### TASK BRIEF
Please copy every line of the data in which the string "road" appears.

### DATASET ENTRIES
------------------------

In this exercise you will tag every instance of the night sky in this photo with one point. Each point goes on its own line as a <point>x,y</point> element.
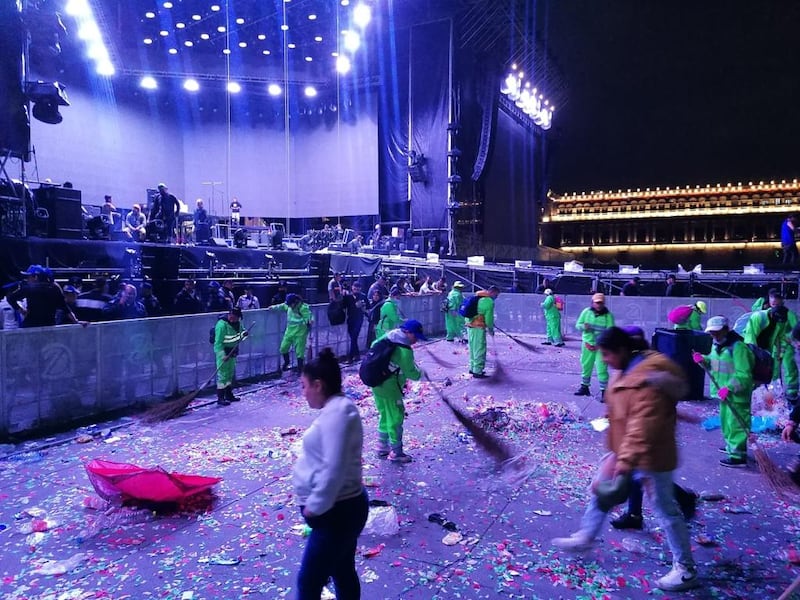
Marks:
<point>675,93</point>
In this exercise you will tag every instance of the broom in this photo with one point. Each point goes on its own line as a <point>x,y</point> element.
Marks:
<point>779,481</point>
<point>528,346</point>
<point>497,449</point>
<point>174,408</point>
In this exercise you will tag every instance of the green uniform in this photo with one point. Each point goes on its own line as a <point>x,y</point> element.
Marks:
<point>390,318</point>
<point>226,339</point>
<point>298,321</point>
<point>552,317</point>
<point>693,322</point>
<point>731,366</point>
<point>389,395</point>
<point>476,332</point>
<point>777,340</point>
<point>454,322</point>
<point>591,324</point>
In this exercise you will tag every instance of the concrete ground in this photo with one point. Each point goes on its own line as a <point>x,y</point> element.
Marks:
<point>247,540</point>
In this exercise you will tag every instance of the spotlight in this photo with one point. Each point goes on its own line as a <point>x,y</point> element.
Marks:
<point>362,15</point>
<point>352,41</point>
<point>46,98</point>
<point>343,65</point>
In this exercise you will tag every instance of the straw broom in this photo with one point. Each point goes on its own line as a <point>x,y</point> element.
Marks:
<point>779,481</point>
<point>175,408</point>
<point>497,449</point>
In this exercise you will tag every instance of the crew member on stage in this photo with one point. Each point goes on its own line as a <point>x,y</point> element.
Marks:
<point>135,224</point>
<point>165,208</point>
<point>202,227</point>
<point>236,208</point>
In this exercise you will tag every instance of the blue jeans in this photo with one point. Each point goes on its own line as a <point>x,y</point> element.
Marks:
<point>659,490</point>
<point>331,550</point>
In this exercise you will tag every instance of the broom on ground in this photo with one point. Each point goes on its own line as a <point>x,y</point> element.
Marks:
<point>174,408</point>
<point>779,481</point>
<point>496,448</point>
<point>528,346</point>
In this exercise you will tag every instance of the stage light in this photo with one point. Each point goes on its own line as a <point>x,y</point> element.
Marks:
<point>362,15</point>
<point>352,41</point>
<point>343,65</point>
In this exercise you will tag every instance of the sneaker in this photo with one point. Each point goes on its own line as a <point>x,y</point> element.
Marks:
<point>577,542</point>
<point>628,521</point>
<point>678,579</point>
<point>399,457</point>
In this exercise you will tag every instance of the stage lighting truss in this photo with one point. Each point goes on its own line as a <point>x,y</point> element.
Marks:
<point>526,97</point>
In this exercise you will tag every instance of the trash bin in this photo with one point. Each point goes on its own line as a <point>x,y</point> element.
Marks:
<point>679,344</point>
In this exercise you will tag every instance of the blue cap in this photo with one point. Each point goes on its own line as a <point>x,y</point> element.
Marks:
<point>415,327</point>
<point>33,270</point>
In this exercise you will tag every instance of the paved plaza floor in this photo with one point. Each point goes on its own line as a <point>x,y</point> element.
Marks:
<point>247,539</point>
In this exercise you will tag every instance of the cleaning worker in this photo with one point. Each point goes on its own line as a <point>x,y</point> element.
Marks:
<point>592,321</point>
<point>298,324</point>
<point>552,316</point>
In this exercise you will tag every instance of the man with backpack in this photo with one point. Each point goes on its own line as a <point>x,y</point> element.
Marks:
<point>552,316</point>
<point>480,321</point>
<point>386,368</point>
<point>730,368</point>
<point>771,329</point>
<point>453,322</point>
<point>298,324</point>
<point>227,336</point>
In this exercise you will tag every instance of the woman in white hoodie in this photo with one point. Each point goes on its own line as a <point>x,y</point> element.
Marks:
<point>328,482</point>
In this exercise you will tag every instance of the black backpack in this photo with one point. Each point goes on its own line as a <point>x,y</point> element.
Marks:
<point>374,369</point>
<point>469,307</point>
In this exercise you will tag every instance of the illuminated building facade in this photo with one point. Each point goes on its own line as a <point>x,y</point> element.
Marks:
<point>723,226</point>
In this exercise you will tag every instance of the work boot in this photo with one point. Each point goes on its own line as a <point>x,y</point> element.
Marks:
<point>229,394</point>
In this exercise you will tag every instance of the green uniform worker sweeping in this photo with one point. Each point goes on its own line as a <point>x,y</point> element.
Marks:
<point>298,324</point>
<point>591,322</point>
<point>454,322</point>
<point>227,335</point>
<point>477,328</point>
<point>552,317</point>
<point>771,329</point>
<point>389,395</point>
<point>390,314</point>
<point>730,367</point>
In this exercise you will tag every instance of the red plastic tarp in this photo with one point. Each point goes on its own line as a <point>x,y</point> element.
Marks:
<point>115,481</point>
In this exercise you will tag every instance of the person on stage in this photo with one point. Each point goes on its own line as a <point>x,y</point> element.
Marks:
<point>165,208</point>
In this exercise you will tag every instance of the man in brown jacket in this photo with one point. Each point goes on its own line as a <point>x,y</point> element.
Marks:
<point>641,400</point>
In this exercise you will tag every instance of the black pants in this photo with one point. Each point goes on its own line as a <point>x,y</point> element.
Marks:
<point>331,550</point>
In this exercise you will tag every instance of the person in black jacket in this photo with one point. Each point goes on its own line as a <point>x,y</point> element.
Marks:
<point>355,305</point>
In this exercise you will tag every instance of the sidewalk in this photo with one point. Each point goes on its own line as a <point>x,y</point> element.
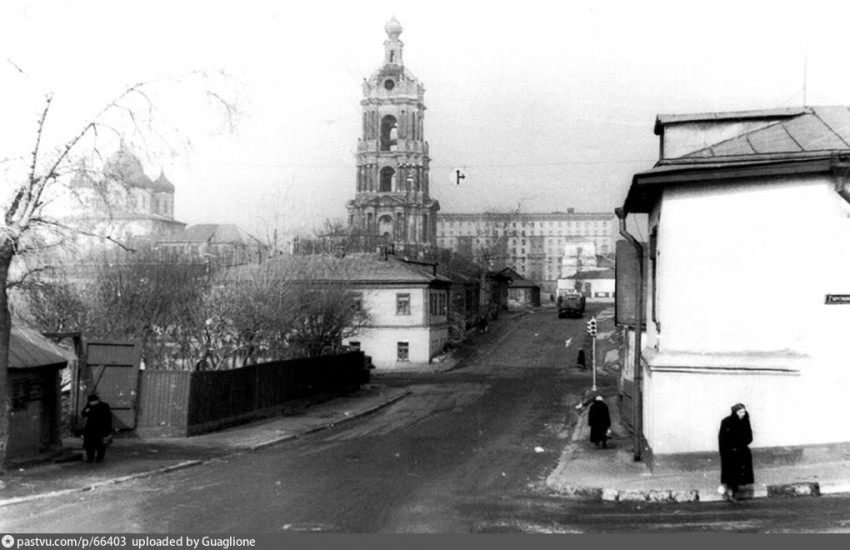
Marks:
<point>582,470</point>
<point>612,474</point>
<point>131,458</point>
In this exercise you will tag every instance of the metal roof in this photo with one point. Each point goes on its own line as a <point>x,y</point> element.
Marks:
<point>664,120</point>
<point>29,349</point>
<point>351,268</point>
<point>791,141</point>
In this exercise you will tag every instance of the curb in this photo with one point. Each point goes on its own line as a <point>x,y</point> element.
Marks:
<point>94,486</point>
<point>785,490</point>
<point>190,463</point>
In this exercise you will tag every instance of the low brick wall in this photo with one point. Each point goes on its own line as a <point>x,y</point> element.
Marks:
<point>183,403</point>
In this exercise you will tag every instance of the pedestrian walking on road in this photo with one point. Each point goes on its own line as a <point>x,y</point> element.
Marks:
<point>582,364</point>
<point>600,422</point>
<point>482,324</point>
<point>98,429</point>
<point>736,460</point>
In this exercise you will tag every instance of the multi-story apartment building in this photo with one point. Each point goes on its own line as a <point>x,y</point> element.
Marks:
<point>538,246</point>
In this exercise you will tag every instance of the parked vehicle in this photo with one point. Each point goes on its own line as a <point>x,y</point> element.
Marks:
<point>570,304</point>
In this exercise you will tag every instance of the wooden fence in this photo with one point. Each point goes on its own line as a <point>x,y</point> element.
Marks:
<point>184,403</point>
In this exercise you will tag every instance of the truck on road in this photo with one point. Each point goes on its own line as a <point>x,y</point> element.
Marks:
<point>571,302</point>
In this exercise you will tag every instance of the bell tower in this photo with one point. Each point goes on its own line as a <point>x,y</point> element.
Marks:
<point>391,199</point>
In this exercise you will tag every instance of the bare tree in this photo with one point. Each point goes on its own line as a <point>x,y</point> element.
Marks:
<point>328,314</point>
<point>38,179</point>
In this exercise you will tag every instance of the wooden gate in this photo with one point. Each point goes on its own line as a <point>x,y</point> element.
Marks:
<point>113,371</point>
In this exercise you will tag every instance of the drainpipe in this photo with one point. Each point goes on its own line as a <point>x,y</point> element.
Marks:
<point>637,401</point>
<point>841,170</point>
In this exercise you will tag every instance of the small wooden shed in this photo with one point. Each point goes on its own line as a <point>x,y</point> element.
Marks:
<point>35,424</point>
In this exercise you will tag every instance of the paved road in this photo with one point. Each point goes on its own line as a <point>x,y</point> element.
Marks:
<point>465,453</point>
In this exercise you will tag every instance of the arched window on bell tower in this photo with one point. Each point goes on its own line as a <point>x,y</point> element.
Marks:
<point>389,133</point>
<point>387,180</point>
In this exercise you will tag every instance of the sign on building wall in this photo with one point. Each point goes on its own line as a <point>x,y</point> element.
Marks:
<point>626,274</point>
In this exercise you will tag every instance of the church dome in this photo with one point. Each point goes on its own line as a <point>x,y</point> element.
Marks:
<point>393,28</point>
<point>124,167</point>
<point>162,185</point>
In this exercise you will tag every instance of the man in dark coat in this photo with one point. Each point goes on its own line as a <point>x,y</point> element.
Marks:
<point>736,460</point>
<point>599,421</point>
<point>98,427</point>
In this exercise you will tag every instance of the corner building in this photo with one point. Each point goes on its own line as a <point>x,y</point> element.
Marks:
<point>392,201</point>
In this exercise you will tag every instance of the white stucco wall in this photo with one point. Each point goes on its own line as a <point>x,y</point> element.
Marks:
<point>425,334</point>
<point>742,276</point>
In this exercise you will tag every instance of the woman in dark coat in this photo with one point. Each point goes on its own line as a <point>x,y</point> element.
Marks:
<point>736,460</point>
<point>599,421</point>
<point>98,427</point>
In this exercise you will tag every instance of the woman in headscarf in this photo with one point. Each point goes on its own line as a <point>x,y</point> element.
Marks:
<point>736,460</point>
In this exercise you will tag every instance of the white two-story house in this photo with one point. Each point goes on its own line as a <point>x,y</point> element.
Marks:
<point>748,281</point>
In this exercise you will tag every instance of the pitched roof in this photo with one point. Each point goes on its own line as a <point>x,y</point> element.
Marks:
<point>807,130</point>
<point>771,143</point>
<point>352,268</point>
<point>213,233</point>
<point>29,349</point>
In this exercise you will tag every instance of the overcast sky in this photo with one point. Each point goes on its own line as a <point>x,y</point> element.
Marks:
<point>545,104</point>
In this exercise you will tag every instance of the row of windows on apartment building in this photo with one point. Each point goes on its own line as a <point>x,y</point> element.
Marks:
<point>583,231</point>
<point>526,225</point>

------------------------

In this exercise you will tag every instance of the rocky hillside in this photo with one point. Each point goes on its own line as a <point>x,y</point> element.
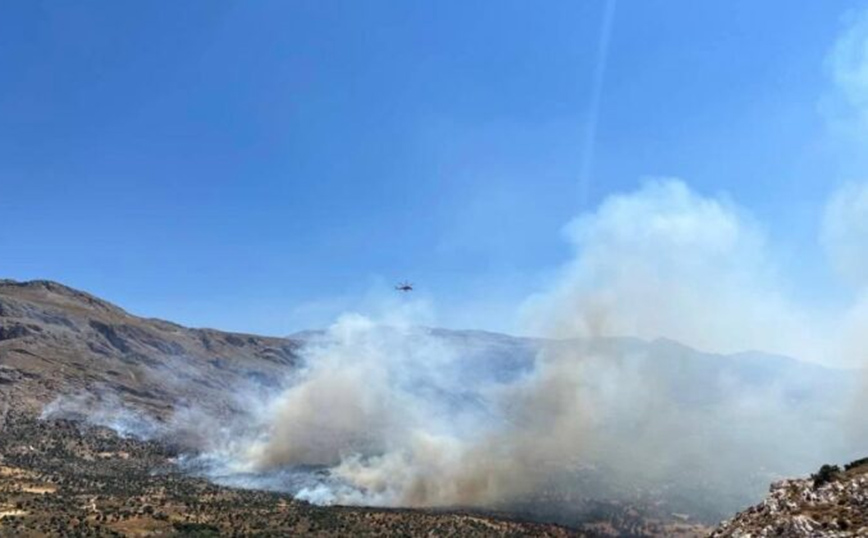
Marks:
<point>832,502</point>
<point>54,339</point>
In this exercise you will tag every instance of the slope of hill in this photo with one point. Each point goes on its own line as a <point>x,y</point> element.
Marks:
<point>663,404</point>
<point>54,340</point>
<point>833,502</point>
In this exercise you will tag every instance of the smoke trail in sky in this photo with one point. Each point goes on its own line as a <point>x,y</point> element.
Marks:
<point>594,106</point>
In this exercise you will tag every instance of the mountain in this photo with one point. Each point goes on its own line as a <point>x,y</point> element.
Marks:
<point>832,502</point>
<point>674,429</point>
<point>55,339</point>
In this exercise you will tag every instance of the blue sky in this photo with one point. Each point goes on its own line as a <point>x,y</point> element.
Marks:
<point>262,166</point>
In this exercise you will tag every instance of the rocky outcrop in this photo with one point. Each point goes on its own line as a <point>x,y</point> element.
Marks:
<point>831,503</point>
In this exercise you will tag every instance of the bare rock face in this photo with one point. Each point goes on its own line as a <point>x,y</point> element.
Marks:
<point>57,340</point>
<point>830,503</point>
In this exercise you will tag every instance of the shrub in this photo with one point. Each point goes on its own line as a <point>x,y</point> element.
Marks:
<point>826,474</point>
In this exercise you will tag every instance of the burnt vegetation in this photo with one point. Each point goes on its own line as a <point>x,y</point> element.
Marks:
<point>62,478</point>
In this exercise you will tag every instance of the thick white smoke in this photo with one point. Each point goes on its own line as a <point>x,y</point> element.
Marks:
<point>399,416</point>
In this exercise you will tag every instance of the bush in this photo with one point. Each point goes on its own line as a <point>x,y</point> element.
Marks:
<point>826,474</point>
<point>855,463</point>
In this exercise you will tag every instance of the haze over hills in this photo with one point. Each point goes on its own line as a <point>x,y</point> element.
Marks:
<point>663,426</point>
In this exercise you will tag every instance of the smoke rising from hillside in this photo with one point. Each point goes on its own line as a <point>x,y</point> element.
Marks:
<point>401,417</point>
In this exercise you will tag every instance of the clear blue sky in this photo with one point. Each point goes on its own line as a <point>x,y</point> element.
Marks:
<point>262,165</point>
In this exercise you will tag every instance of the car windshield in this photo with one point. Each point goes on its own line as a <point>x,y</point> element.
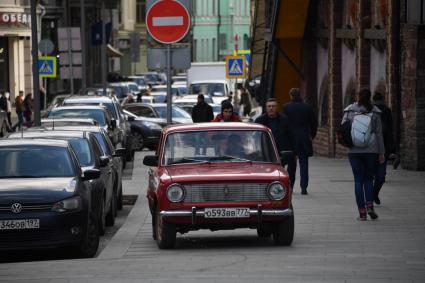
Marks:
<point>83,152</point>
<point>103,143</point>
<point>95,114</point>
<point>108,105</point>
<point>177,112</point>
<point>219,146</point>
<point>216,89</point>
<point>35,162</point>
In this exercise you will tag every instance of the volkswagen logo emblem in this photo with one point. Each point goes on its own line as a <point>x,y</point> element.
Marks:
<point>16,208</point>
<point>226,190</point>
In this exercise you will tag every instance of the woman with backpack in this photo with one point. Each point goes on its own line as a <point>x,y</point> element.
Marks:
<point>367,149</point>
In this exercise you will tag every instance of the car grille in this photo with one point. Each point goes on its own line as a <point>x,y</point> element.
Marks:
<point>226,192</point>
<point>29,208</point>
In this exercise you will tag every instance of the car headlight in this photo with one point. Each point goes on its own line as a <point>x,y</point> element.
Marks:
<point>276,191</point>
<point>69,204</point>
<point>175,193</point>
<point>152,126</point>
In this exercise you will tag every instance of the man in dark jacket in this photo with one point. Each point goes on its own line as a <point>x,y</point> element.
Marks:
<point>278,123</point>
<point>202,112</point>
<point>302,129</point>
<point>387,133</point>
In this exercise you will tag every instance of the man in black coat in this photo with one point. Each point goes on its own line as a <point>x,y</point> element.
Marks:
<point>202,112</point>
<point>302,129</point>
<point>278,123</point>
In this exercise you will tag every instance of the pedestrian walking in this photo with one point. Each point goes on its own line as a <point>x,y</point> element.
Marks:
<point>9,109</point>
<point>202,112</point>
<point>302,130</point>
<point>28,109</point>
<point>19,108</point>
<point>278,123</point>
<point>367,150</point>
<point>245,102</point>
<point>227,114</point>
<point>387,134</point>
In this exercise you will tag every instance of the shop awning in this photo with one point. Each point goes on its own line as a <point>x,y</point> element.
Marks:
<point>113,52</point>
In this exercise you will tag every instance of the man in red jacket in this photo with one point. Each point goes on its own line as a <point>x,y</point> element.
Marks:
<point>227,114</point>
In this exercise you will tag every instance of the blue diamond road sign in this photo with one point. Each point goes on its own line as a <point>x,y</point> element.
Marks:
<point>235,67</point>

------------------------

### REPLY TO THE EXERCISE
In this exercise you will tag every instance of the pedestrian walking on road in this photo with one point. Each point goes on its own line as a <point>x,y</point> element.
In this exercise you will tag every instance of the truck on road in this photo with one point. Each point goes on its own line as a <point>x,y</point> element.
In this exercise you will tag every instance of the paved road in this photo with one point. Each point goes on its own line as a <point>x,y</point> element.
In this exercise you will tag every instance of the blue diamond road sign in this photo with one point. Each point goes on its own line as a <point>x,y</point> element.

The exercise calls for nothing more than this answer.